++++ TEXTO DE ORIGEM ++++

A partir desses dados da ciência experimental e da reflexão filosófica, pode-se afirmar, de modo claro, que a vida começa na concepção e o aborto é, portanto, um cruel e covarde homicídio no ventre materno que, longe de ser defendido, há de ser rechaçado.

A palavra do Direito: Essa ação do STF, agindo em contrário à Constituição Federal que a todos garante o direito à vida como cláusula pétrea (art. 5º caput), leva-nos a cair em uma tremenda insegurança jurídica, pois a Corte Suprema se dá o direito não só de legislar – papel exclusivo do Poder Legislativo –, mas até de reformar ou “desintrerpretar” – nas palavras da Dra. Maria José Miranda Pereira – a Constituição.

Para onde iremos?–Isso é o que, há alguns anos, já preocupava o renomado jurista Dr. Ives Gandra da Silva Martins ao escrever o seguinte: “Pela Lei Maior brasileira, a Suprema Corte é a ‘guardiã da Constituição’ – e não uma ‘Constituinte derivada’”. No entanto, no Brasil, diz o Dr. Ives:

“A questão que me preocupa é este ativismo judicial, que leva a permitir que um tribunal eleito por uma pessoa só substitua o Congresso Nacional, eleito por 130 milhões de brasileiros, sob a alegação de que além de Poder Judiciário, é também Poder Legislativo, sempre que imaginar que o Legislativo deixou de cumprir as suas funções. Uma democracia em que a tripartição de poderes não se faça nítida, deixando de caber ao Legislativo legislar, ao Executivo executar e ao Judiciário julgar, corre o risco de se tornar ditadura, se o Judiciário, dilacerando a Constituição, se atribua poder de invadir as funções de outro. E, no caso do Brasil, nitidamente o constituinte não deu ao Judiciário tal função”.

++++ MATERIAL APRESENTADO ++++

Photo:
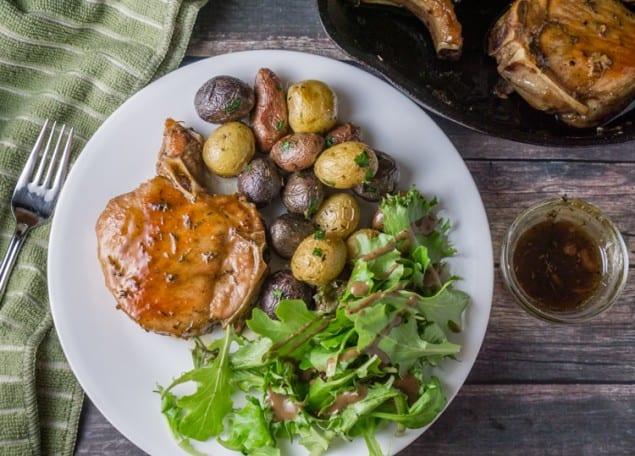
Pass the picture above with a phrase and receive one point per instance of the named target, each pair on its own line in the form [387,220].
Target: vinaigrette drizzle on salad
[362,359]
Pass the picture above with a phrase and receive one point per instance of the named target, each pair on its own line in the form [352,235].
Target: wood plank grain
[483,420]
[509,186]
[534,420]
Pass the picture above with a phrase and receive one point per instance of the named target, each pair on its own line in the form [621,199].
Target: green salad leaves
[344,372]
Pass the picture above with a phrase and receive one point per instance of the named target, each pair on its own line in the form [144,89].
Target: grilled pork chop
[439,18]
[574,58]
[177,263]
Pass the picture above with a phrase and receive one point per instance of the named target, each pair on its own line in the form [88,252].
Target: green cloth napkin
[74,61]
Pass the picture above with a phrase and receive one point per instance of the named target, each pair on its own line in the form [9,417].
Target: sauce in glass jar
[563,261]
[558,264]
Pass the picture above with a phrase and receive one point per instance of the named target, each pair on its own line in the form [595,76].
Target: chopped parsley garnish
[362,160]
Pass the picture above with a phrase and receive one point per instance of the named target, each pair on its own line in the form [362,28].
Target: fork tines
[48,162]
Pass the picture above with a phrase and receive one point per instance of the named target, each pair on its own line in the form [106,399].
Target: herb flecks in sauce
[558,264]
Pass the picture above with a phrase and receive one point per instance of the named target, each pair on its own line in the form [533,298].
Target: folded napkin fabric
[74,61]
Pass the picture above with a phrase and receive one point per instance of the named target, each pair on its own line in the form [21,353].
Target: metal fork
[36,191]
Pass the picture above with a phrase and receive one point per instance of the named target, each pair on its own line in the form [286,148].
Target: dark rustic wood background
[536,388]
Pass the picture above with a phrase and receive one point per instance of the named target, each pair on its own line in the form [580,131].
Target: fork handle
[21,230]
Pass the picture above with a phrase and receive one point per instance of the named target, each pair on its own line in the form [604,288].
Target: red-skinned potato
[270,117]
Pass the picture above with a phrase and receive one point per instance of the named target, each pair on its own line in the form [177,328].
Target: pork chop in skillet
[177,259]
[573,58]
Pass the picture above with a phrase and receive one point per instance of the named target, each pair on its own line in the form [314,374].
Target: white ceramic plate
[117,363]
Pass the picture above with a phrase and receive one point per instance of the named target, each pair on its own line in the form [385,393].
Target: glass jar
[564,261]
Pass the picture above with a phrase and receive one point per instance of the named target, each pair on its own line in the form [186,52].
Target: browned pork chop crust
[177,266]
[574,58]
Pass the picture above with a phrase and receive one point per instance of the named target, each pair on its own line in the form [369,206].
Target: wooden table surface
[535,388]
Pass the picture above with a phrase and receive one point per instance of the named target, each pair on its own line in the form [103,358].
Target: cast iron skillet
[392,42]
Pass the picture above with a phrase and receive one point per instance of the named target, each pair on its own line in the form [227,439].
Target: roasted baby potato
[260,181]
[303,193]
[229,148]
[338,215]
[383,182]
[269,118]
[346,165]
[224,99]
[312,107]
[297,151]
[319,259]
[287,231]
[344,132]
[282,285]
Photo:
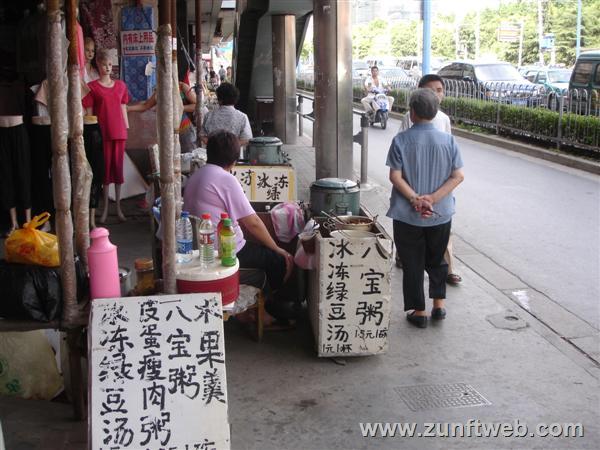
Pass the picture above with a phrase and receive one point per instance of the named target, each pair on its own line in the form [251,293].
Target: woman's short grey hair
[424,103]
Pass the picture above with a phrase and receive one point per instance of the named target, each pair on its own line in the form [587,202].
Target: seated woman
[187,130]
[213,189]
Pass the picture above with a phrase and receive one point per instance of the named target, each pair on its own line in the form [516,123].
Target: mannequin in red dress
[107,99]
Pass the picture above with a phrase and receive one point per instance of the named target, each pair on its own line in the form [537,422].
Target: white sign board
[267,183]
[157,373]
[350,294]
[138,43]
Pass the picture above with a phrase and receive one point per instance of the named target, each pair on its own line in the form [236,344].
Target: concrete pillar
[333,89]
[284,77]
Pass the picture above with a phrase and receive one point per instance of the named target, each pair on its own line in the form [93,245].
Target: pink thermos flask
[104,266]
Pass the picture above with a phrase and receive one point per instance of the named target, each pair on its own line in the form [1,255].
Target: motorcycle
[380,116]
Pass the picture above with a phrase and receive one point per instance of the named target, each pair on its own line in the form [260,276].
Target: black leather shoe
[438,313]
[283,310]
[417,321]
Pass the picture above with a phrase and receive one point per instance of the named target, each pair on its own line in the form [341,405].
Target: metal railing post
[561,105]
[300,118]
[498,117]
[364,149]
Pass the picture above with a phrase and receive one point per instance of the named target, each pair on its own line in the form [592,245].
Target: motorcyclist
[374,85]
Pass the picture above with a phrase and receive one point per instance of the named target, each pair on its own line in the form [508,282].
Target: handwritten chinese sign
[267,183]
[350,296]
[137,43]
[158,373]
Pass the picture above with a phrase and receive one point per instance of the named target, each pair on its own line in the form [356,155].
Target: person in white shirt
[374,84]
[442,122]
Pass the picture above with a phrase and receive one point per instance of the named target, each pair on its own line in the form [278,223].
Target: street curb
[530,150]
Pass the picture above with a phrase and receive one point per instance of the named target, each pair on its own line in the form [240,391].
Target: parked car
[412,65]
[494,81]
[584,85]
[524,69]
[555,82]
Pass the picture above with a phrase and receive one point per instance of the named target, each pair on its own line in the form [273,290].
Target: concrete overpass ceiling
[295,7]
[218,18]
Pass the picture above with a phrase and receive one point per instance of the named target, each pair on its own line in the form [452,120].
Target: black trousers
[94,151]
[256,256]
[422,249]
[15,168]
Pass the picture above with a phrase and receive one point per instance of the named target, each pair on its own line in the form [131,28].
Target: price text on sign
[355,293]
[137,43]
[158,373]
[267,183]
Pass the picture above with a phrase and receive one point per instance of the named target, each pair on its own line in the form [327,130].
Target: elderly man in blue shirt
[425,167]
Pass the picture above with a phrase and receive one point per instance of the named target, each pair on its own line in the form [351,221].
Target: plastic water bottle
[206,241]
[227,244]
[184,238]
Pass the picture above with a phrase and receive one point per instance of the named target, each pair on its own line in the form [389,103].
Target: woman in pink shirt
[213,189]
[108,100]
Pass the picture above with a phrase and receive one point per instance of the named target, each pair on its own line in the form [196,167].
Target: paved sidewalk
[281,396]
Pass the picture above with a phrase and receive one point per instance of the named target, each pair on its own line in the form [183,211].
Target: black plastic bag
[34,292]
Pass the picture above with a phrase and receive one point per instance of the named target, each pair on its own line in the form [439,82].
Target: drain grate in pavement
[433,396]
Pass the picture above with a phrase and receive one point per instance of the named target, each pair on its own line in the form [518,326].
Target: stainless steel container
[265,150]
[335,195]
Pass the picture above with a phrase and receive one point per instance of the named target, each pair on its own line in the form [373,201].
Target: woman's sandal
[453,279]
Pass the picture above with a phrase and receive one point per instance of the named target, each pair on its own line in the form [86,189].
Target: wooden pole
[199,74]
[82,172]
[164,100]
[177,112]
[61,178]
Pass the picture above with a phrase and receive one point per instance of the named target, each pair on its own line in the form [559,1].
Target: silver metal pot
[265,150]
[362,223]
[334,195]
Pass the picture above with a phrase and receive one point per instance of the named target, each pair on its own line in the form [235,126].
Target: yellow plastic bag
[30,246]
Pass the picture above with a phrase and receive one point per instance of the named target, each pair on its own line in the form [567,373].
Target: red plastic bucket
[229,287]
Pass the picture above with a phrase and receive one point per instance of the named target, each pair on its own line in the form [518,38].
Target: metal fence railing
[551,116]
[560,117]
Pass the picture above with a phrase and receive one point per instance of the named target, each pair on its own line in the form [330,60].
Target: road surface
[536,219]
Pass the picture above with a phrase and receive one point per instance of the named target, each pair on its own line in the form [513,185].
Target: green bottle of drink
[227,243]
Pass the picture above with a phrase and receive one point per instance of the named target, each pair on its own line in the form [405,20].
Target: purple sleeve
[235,200]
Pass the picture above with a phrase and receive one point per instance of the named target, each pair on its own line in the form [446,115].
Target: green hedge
[539,123]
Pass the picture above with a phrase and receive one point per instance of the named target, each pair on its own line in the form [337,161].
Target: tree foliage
[559,17]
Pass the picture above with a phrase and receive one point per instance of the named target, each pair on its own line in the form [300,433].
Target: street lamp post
[578,38]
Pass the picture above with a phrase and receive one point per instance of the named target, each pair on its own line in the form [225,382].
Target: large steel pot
[265,150]
[335,195]
[362,223]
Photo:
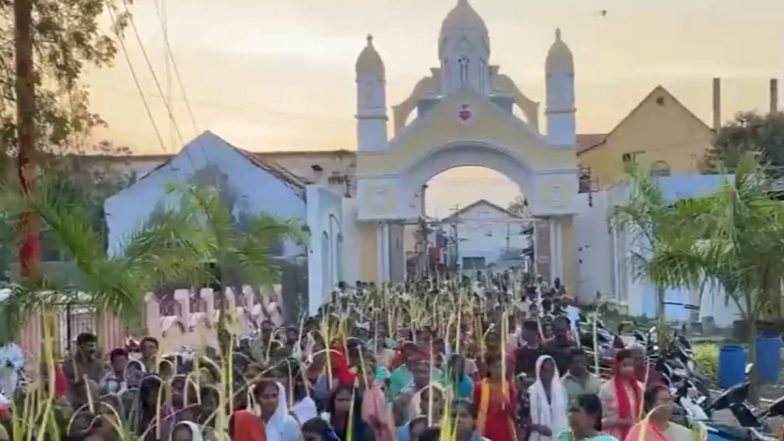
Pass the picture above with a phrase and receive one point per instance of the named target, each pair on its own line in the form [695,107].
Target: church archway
[466,154]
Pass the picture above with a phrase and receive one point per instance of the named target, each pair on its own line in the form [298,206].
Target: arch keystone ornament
[465,113]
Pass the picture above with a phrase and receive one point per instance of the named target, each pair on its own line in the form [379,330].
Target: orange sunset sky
[279,74]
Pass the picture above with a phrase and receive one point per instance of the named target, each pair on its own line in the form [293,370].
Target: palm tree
[244,247]
[735,238]
[169,248]
[646,219]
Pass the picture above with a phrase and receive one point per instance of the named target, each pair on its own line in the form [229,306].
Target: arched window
[463,63]
[660,168]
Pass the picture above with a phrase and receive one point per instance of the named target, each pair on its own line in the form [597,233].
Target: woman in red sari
[496,408]
[621,397]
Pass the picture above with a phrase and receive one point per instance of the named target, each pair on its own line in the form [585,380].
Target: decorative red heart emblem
[465,112]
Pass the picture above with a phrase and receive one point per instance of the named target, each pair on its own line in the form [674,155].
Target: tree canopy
[748,132]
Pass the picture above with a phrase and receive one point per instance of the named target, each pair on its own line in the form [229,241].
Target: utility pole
[26,167]
[507,238]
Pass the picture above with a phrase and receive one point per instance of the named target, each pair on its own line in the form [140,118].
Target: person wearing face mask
[658,427]
[585,420]
[621,397]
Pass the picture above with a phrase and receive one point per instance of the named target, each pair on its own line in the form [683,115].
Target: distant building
[249,185]
[484,236]
[606,264]
[660,134]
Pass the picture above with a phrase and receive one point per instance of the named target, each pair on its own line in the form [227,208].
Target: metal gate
[72,320]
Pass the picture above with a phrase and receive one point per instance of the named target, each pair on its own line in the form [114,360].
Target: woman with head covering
[345,414]
[317,429]
[464,417]
[244,425]
[585,420]
[186,431]
[657,426]
[548,400]
[621,397]
[279,424]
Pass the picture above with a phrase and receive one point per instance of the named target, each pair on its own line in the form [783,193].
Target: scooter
[753,424]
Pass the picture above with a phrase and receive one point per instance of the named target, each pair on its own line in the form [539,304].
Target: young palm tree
[647,221]
[169,248]
[243,248]
[737,241]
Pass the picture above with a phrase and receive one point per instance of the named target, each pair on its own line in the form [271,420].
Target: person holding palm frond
[621,397]
[657,426]
[496,408]
[548,401]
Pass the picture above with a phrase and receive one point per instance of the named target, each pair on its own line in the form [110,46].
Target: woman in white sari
[549,402]
[187,431]
[278,422]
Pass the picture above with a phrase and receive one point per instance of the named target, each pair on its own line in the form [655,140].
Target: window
[463,63]
[660,168]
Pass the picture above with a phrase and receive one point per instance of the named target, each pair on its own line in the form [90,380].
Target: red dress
[496,411]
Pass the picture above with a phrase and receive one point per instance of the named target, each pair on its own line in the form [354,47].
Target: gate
[72,320]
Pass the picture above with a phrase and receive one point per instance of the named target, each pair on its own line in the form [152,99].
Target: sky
[279,74]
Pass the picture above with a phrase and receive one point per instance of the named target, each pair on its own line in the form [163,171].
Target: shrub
[706,356]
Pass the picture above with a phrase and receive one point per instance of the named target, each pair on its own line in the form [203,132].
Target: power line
[175,67]
[173,120]
[136,80]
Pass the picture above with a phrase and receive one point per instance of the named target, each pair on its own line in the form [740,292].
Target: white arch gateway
[465,118]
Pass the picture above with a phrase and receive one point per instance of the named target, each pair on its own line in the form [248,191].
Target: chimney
[716,104]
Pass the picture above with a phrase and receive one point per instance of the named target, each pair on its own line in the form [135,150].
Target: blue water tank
[732,366]
[768,359]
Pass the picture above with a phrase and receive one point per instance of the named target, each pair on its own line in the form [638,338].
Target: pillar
[568,253]
[111,331]
[542,248]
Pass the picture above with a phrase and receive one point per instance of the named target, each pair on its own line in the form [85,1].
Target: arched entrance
[389,181]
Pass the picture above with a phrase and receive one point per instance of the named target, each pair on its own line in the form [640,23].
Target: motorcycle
[753,425]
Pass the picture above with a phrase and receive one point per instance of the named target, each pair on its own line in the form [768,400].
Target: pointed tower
[371,100]
[464,50]
[560,112]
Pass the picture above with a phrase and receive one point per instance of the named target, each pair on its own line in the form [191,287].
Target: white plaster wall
[261,192]
[325,222]
[447,157]
[714,304]
[483,230]
[594,248]
[639,295]
[350,247]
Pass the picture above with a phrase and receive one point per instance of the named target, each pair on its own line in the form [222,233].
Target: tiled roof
[587,140]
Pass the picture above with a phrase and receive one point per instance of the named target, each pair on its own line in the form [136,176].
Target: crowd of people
[490,360]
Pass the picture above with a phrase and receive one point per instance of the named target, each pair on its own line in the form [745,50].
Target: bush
[706,356]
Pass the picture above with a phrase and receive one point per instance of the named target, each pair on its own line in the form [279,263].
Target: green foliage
[647,221]
[243,246]
[706,356]
[68,39]
[749,132]
[172,247]
[517,206]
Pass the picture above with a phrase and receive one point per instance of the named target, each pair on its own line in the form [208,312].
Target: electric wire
[135,77]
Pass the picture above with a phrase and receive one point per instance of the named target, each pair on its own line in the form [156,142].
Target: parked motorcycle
[751,425]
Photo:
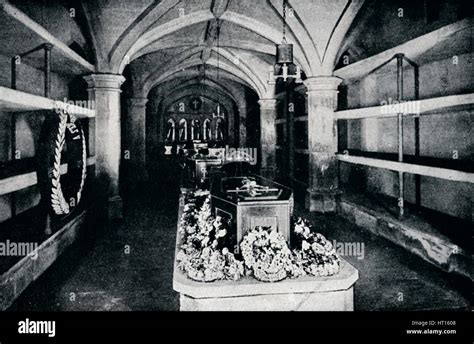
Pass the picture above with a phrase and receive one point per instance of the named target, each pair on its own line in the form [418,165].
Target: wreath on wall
[62,132]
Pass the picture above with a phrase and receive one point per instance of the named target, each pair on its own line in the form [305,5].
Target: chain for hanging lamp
[284,56]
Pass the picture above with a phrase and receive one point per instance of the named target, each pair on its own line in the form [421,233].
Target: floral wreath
[203,255]
[56,132]
[266,254]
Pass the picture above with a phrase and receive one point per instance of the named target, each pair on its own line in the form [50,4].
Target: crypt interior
[366,123]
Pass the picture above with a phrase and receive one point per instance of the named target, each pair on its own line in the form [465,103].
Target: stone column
[268,113]
[136,135]
[242,125]
[321,195]
[104,90]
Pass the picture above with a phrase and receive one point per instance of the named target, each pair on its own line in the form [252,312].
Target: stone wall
[444,135]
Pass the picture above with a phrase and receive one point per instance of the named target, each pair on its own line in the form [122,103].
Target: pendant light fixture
[284,57]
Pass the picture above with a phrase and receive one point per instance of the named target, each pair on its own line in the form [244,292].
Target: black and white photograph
[194,158]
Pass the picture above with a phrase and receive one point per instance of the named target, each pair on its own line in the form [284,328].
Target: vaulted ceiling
[229,39]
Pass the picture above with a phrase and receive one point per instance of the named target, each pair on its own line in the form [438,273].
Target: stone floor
[130,266]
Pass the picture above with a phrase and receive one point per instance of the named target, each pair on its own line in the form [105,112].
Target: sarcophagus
[249,201]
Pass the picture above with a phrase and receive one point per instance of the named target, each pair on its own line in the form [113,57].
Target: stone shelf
[427,106]
[14,281]
[18,101]
[21,181]
[429,171]
[22,34]
[430,46]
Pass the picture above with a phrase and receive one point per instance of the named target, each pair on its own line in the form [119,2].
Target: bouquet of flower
[314,254]
[202,255]
[266,254]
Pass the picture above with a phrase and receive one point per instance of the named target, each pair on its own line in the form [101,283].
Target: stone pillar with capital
[322,192]
[268,113]
[136,135]
[104,90]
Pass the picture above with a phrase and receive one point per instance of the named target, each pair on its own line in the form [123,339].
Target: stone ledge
[413,233]
[14,281]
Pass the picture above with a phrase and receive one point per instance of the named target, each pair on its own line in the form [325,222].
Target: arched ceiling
[165,39]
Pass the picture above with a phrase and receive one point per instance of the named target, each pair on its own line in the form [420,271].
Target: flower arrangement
[202,255]
[205,257]
[266,254]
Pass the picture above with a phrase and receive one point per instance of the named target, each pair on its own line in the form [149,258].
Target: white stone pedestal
[331,293]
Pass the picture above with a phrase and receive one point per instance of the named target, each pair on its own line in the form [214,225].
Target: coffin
[249,201]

++++

▸ **EXERCÍCIOS**:
1. Responda às perguntas abaixo com base no texto de origem.
(a) Que artigo da Constituição Federal garante a todos o direito à vida como cláusula pétrea?
(b) Segundo o Dr. Ives, por quantos brasileiros o Congresso Nacional é eleito?
(c) Na citação do Dr. Ives, a Suprema Corte é a "guardiã da Constituição" e não o quê?
2. Liste os poderes citados no texto de origem na tripartição de poderes, cada um com a função que o texto lhe atribui.
3. Transcreva do texto de origem o trecho que começa em "A palavra do" e termina em "Pereira – a Constituição.".
Os registros foram tirados de outra fonte.

▸ **RESPOSTAS POR TAREFA**:
1.
(a) O art. 5º caput.
(b) Por 130 milhões de brasileiros.
(c) Uma "Constituinte derivada".

2.
Legislativo: legislar
Executivo: executar
Judiciário: julgar

3.
A palavra do Direito: Essa ação do STF, agindo em contrário à Constituição Federal que a todos garante o direito à vida como cláusula pétrea (art. 5º caput), leva-nos a cair em uma tremenda insegurança jurídica, pois a Corte Suprema se dá o direito não só de legislar – papel exclusivo do Poder Legislativo –, mas até de reformar ou “desintrerpretar” – nas palavras da Dra. Maria José Miranda Pereira – a Constituição.